> **ASSIGNMENT A**
Summarize the gateway post in two sentences.
> **ASSIGNMENT B**
Copy the gateway post word for word, everything from "Show HN: An" down to "a warning instead.".

> **SUPPLIED TEXT**
•••
Show HN: An MCP Gateway to block the lethal trifecta
30 76SlashDolphin 14 9/12/2025, 3:22:00 PM github.com ↗
Hi there, me and some friends were inspired by Simon Willison's recent post on the "lethal trifecta" (https://simonwillison.net/2025/Jun/16/the-lethal-trifecta/ ) and started building a gateway to defend against it.
The idea: instead of connecting an LLM directly to multiple MCP servers, you point them all through a Gateway.
The Gateway:
- Connects to each MCP server and inspects their tools + requirements
- Classifies tools along the "trifecta" axes (private data access, untrusted content, external comms)
- When all three conditions are about to align in a single session, the Gateway blocks the last step and tells the LLM to show a warning instead.
That way, before anything dangerous can happen, the user is nudged to review the situation in a web dashboard.
•••
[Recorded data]
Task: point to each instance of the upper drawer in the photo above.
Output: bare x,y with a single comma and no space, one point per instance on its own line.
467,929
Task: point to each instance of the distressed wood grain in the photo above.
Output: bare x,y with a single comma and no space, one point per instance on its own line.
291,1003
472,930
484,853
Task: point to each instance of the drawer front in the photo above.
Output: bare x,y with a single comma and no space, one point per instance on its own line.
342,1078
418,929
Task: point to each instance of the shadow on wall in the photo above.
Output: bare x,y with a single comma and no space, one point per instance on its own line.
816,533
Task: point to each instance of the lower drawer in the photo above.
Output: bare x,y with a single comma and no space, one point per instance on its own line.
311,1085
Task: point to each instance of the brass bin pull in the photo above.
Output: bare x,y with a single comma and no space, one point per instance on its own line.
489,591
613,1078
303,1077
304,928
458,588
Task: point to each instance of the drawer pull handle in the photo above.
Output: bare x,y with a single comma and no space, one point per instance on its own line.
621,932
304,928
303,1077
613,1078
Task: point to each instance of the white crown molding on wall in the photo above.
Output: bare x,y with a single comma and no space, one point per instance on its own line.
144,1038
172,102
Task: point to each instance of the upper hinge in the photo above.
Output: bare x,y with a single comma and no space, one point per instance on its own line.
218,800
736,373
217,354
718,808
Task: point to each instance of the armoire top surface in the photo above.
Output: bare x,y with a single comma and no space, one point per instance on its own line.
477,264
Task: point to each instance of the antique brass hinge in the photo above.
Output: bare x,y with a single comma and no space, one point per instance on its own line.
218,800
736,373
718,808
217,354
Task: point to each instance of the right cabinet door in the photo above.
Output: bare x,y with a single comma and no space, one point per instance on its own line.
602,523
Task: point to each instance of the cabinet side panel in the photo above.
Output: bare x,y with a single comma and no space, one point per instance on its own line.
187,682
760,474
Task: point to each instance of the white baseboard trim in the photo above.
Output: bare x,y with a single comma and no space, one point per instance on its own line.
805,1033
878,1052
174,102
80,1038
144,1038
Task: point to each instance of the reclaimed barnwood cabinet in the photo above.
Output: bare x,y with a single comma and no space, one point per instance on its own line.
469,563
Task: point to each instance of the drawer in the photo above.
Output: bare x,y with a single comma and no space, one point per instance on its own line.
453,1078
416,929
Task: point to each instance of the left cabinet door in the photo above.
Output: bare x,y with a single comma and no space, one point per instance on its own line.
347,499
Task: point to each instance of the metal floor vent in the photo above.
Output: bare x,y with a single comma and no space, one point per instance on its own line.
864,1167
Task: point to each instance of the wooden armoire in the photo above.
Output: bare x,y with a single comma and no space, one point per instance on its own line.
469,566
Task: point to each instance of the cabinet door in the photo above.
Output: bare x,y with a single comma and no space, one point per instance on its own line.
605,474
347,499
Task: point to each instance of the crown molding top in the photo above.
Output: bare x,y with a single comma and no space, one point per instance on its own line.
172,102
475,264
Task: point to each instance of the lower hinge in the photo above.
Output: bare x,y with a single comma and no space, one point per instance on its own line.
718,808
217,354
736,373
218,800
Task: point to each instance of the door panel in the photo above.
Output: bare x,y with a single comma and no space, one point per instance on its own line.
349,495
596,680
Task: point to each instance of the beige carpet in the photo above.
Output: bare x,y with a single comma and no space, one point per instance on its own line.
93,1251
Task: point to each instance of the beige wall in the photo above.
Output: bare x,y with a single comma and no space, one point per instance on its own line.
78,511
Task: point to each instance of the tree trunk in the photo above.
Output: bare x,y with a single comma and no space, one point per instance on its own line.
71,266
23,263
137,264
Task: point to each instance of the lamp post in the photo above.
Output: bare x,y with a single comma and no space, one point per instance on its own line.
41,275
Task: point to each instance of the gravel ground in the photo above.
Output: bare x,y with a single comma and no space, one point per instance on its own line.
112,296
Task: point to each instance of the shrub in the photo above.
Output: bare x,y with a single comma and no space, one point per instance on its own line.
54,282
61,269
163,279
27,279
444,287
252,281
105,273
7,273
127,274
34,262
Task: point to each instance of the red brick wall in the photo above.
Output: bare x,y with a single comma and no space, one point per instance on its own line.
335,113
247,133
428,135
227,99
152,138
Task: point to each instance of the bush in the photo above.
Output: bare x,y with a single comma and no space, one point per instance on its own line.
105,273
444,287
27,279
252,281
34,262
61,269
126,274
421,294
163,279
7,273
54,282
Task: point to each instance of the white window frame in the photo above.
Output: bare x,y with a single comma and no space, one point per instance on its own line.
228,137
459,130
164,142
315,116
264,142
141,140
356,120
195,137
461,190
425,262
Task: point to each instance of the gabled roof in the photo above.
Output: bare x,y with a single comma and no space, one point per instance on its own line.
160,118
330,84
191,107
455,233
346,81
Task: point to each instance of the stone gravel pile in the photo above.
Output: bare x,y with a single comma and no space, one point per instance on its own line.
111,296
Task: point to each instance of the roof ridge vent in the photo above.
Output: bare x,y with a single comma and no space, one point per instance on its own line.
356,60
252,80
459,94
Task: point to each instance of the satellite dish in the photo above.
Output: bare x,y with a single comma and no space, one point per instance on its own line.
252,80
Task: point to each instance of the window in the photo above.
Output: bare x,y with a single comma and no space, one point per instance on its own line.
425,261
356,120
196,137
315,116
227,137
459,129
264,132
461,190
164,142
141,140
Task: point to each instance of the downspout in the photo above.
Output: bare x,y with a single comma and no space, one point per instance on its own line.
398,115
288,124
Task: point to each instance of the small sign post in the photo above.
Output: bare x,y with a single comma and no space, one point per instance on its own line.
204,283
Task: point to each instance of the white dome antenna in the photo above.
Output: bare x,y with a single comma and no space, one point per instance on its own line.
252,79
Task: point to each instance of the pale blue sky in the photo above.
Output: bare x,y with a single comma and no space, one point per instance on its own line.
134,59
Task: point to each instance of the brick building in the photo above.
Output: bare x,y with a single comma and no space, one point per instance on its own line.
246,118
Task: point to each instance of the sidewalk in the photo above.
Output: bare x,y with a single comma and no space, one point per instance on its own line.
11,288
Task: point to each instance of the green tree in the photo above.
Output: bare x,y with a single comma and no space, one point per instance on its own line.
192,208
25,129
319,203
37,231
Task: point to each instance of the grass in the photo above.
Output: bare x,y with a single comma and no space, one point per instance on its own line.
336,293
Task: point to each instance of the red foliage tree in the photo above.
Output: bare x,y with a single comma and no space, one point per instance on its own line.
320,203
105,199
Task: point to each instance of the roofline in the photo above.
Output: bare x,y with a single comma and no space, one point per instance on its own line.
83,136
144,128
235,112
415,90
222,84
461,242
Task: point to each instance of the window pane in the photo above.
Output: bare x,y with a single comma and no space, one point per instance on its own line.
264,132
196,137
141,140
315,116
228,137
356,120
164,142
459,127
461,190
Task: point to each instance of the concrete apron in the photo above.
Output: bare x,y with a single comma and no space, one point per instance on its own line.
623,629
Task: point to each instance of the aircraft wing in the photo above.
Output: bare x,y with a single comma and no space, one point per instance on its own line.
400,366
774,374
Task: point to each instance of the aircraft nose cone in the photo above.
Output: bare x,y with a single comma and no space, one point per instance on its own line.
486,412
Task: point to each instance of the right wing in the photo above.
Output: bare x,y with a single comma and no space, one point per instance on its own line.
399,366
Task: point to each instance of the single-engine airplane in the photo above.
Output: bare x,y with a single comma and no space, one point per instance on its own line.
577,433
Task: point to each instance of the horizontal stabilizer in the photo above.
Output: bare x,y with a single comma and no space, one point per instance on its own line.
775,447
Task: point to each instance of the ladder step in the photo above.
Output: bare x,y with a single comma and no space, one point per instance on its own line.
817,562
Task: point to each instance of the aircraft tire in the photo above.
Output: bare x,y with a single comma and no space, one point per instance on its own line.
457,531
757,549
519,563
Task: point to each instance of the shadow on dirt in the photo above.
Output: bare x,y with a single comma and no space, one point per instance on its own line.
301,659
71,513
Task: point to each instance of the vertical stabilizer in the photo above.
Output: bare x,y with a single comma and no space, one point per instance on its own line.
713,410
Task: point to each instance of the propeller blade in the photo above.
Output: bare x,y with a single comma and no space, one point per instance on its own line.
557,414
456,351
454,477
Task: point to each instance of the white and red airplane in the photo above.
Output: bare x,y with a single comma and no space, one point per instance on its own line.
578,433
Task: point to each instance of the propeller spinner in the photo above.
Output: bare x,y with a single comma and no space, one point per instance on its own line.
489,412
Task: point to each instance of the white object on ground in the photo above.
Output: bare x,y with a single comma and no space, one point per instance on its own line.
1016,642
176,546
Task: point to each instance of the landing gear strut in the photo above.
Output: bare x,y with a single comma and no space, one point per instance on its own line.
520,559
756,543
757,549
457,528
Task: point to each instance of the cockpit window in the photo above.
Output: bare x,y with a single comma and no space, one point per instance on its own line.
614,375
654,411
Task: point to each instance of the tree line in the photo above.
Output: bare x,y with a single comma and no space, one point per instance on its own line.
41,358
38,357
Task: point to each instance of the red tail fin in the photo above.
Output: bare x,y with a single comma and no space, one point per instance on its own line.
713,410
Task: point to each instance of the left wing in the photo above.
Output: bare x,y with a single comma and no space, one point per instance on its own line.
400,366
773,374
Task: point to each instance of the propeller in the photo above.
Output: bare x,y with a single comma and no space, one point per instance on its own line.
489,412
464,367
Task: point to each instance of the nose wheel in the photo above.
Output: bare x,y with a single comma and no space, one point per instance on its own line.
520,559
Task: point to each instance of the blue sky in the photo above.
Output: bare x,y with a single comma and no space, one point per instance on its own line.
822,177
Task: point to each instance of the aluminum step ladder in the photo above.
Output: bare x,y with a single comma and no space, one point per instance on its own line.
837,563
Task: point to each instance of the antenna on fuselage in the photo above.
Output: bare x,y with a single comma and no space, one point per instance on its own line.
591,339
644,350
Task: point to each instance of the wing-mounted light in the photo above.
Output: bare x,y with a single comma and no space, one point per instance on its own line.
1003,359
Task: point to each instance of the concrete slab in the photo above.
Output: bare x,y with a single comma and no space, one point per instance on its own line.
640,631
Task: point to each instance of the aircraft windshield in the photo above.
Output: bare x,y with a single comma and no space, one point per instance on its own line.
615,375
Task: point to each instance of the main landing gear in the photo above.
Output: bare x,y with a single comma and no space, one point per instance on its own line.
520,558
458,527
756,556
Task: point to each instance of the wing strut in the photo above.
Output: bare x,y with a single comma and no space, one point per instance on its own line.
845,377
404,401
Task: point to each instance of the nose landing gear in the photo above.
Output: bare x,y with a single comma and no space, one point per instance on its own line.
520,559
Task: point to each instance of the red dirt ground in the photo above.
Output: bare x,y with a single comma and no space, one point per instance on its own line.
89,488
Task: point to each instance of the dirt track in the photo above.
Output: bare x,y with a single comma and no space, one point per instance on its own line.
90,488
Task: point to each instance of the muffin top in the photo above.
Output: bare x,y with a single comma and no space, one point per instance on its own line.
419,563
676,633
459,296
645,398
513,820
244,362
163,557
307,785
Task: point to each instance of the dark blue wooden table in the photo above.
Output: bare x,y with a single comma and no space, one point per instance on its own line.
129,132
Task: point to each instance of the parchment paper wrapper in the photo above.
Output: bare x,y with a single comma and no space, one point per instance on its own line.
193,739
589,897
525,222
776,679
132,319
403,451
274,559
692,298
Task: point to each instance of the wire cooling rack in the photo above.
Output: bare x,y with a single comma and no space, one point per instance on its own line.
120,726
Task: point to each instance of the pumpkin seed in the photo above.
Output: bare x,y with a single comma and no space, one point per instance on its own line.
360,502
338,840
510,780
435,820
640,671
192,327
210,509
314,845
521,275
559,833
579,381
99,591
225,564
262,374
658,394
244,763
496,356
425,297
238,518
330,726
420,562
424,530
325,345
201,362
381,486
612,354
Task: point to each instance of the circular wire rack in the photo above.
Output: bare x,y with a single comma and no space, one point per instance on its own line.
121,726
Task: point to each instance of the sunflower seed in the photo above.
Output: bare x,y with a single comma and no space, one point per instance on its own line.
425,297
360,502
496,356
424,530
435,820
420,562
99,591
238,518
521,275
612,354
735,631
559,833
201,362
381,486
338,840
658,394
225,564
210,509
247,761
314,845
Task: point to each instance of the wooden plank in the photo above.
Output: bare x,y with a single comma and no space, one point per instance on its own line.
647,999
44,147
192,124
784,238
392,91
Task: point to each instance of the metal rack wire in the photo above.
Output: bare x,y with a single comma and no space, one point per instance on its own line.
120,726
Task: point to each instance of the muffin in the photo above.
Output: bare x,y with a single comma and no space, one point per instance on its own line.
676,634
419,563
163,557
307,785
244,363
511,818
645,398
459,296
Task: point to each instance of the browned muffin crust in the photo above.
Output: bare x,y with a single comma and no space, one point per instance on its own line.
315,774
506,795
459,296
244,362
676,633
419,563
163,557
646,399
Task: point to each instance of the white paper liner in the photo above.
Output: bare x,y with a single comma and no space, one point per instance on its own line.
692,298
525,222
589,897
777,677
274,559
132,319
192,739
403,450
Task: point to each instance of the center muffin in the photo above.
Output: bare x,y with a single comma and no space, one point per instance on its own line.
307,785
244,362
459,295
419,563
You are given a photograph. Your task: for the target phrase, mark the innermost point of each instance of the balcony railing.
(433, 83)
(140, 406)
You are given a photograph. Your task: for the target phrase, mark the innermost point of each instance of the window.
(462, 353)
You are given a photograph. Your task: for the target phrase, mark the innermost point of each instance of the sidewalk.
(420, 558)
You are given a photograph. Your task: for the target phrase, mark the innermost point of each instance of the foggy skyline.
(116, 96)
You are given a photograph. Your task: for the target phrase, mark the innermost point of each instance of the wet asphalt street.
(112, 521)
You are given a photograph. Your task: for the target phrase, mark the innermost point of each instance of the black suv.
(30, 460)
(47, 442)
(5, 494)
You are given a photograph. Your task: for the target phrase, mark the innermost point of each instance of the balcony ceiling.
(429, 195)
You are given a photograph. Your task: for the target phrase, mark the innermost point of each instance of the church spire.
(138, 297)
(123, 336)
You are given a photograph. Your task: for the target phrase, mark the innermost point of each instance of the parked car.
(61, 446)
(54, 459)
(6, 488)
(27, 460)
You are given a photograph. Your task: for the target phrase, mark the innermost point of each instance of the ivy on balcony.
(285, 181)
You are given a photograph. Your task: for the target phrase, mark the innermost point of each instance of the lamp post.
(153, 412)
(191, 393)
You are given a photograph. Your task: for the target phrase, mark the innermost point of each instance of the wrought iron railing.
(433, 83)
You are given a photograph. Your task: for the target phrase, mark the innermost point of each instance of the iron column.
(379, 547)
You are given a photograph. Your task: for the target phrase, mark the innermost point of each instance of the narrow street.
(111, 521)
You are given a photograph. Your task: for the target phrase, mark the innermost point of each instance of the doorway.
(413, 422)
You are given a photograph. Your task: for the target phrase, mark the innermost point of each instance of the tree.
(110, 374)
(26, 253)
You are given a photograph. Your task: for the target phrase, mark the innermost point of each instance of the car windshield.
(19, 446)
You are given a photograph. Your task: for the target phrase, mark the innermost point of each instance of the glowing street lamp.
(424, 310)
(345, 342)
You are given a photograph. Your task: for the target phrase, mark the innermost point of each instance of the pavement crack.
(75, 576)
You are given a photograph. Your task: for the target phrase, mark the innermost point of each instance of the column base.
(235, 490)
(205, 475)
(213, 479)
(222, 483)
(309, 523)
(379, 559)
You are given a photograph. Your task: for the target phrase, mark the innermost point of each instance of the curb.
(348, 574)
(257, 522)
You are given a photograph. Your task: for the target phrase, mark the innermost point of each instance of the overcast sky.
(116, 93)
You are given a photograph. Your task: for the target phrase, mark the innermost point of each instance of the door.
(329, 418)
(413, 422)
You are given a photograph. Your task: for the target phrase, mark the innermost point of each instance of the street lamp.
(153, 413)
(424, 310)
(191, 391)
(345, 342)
•••
> **ANSWER BOX A**
Inspired by Simon Willison's post on the "lethal trifecta," the poster and some friends began building a gateway that sits between an LLM and multiple MCP servers instead of connecting the LLM to them directly. The gateway inspects each server's tools, classifies them by private data access, untrusted content, and external communications, and when all three are about to align in a single session it blocks the last step and has the LLM show a warning so the user can review the situation in a web dashboard.

> **ANSWER BOX B**
Show HN: An MCP Gateway to block the lethal trifecta
30 76SlashDolphin 14 9/12/2025, 3:22:00 PM github.com ↗
Hi there, me and some friends were inspired by Simon Willison's recent post on the "lethal trifecta" (https://simonwillison.net/2025/Jun/16/the-lethal-trifecta/ ) and started building a gateway to defend against it.
The idea: instead of connecting an LLM directly to multiple MCP servers, you point them all through a Gateway.
The Gateway:
- Connects to each MCP server and inspects their tools + requirements
- Classifies tools along the "trifecta" axes (private data access, untrusted content, external comms)
- When all three conditions are about to align in a single session, the Gateway blocks the last step and tells the LLM to show a warning instead.